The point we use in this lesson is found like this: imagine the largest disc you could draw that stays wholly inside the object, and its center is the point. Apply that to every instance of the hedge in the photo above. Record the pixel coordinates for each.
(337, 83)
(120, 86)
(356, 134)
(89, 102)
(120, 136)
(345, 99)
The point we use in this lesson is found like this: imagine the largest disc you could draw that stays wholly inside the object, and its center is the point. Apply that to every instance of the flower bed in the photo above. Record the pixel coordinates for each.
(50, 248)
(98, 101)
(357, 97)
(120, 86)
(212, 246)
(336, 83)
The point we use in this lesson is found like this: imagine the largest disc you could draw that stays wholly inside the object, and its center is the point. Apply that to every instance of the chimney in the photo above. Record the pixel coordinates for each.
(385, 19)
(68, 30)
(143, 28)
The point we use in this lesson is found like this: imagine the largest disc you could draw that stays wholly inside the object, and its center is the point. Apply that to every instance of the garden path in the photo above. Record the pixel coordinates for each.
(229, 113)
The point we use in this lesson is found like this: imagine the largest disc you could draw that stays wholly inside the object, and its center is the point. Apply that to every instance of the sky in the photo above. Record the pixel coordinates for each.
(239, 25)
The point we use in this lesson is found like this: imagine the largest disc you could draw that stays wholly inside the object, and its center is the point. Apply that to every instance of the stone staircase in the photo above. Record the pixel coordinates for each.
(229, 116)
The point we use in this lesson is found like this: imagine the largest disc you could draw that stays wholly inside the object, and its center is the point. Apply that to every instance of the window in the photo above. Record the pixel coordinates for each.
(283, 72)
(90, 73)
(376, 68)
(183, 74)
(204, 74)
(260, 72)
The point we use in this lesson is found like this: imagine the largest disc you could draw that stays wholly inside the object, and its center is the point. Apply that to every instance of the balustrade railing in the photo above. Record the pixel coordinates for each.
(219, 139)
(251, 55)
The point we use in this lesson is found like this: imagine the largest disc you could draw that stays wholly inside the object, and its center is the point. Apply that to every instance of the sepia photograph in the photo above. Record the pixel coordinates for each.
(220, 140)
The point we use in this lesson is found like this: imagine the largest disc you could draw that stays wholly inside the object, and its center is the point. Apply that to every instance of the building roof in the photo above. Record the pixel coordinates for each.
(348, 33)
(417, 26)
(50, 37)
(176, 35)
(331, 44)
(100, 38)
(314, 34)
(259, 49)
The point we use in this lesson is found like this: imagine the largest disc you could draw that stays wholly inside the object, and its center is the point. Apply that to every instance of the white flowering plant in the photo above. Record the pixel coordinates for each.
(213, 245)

------------

Reproduce the entries word for word, starting at the line that contains "of the white" and ending with the final line of the entries.

The point we use in this lesson is found like this: imagine the largest disc you could draw that stays wholly inside the object, and its center is the point. Apply that to every instance of the white flowering plant in the photo above. Record the pixel coordinates for each.
(213, 245)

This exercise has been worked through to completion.